SUPPLIED INFORMATION:
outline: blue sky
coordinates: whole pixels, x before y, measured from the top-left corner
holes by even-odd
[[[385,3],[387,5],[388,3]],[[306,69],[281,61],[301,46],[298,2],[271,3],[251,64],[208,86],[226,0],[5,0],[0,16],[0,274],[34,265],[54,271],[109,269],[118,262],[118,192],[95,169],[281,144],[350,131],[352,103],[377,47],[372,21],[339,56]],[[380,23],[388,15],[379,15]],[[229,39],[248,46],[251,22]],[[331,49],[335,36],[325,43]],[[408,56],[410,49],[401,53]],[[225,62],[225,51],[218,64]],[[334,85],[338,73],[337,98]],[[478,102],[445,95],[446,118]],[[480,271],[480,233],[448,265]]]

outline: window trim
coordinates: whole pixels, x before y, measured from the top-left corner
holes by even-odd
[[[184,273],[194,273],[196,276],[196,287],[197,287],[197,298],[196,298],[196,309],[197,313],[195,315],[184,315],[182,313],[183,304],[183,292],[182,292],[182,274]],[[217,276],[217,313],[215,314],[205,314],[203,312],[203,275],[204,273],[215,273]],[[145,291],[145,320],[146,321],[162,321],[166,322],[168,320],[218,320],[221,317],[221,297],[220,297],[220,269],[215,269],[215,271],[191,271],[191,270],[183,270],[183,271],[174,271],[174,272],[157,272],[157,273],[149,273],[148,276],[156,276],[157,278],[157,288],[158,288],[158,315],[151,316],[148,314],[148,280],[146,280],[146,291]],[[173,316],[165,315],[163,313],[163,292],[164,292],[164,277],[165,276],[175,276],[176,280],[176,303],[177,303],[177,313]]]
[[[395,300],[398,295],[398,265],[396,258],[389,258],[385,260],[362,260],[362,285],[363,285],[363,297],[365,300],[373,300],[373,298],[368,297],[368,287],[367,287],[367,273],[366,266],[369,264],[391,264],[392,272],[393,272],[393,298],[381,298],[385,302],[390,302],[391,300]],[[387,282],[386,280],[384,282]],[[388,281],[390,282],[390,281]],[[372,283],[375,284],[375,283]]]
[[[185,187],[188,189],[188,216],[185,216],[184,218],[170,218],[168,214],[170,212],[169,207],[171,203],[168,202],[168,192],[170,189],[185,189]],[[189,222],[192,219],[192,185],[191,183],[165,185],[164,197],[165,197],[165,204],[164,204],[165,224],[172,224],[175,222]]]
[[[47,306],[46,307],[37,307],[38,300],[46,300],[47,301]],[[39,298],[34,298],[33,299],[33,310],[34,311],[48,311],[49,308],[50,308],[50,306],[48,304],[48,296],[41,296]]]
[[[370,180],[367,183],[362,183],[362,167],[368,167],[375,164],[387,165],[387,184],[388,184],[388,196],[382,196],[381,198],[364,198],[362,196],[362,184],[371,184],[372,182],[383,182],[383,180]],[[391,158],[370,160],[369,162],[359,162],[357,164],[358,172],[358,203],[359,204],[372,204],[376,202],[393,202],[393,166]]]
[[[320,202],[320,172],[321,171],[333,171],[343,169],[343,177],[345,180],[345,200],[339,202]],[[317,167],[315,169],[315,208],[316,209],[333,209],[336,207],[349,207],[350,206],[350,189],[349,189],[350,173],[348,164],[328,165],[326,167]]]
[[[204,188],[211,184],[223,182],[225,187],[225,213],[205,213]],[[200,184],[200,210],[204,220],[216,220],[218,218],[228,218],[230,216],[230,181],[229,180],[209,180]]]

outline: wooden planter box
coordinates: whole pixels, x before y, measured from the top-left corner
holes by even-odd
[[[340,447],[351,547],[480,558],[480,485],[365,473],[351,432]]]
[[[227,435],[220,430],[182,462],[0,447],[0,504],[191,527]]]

WHAT YOU NEED TO DO: Reproduce exactly what is written in the listing above.

SOLUTION:
outline: blue sky
coordinates: whole pixels, x before y, measured from the top-left corner
holes by even-odd
[[[385,3],[387,5],[388,3]],[[306,69],[281,61],[301,46],[298,2],[271,3],[251,64],[208,86],[226,0],[5,0],[0,16],[0,274],[34,265],[54,271],[109,269],[118,262],[118,192],[95,169],[281,144],[350,131],[352,103],[377,47],[372,21],[339,56]],[[380,23],[388,15],[379,15]],[[229,39],[248,46],[251,22]],[[331,49],[335,36],[325,43]],[[408,56],[410,49],[401,53]],[[225,62],[225,51],[218,64]],[[334,85],[338,73],[337,98]],[[478,102],[445,95],[446,118]],[[480,271],[480,233],[448,265]]]

outline: window trim
coordinates: whole pixels, x before y, measured from the top-left corner
holes by even-odd
[[[184,273],[194,273],[196,276],[196,287],[197,287],[197,298],[196,298],[196,309],[197,313],[195,315],[184,315],[182,313],[183,304],[183,292],[182,292],[182,274]],[[217,276],[217,313],[215,314],[205,314],[203,312],[203,275],[204,273],[215,273]],[[145,291],[145,320],[146,321],[162,321],[166,322],[168,320],[218,320],[221,317],[221,297],[220,297],[220,269],[215,269],[215,271],[191,271],[191,270],[183,270],[183,271],[174,271],[174,272],[157,272],[157,273],[149,273],[148,276],[156,276],[157,278],[157,288],[158,288],[158,315],[151,316],[148,314],[148,280],[146,280],[146,291]],[[173,316],[165,315],[163,313],[163,292],[164,292],[164,277],[165,276],[175,276],[176,280],[176,303],[177,303],[177,313]]]
[[[395,300],[398,295],[398,265],[396,258],[389,258],[385,260],[362,260],[362,285],[363,285],[363,297],[365,300],[373,300],[373,298],[368,297],[368,287],[367,287],[367,273],[366,266],[369,264],[391,264],[392,272],[393,272],[393,298],[381,298],[385,302],[390,302],[391,300]],[[387,282],[386,280],[384,282]],[[388,281],[390,282],[390,281]],[[372,283],[375,284],[375,283]]]
[[[185,187],[188,189],[188,216],[185,216],[184,218],[170,218],[168,214],[170,212],[169,207],[171,203],[168,202],[168,192],[170,189],[185,189]],[[189,222],[192,219],[192,185],[191,183],[165,185],[164,197],[165,197],[165,204],[164,204],[165,224],[172,224],[175,222]]]
[[[47,306],[46,307],[37,307],[38,300],[46,300],[47,301]],[[39,298],[34,298],[33,299],[33,310],[34,311],[48,311],[49,308],[50,308],[50,306],[48,304],[48,296],[41,296]]]
[[[370,180],[367,183],[362,183],[362,167],[368,167],[375,164],[387,165],[387,184],[388,184],[388,196],[382,196],[381,198],[364,198],[362,196],[362,184],[371,184],[372,182],[383,182],[383,180]],[[391,158],[370,160],[369,162],[359,162],[357,164],[358,172],[358,203],[359,204],[372,204],[376,202],[393,202],[393,166]]]
[[[320,202],[320,172],[321,171],[333,171],[343,169],[343,177],[345,180],[345,200],[339,202]],[[317,167],[315,169],[315,208],[316,209],[333,209],[336,207],[349,207],[350,206],[350,189],[349,189],[350,173],[348,164],[328,165],[326,167]]]
[[[204,188],[211,184],[223,182],[225,187],[225,213],[205,213]],[[200,184],[200,210],[204,220],[216,220],[218,218],[228,218],[230,216],[230,181],[229,180],[209,180]]]

outline: wooden planter box
coordinates: whole pixels, x before y, measured from the top-left corner
holes by even-odd
[[[340,447],[351,547],[480,558],[480,485],[365,473],[351,432]]]
[[[227,435],[220,430],[182,462],[0,447],[0,504],[191,527]]]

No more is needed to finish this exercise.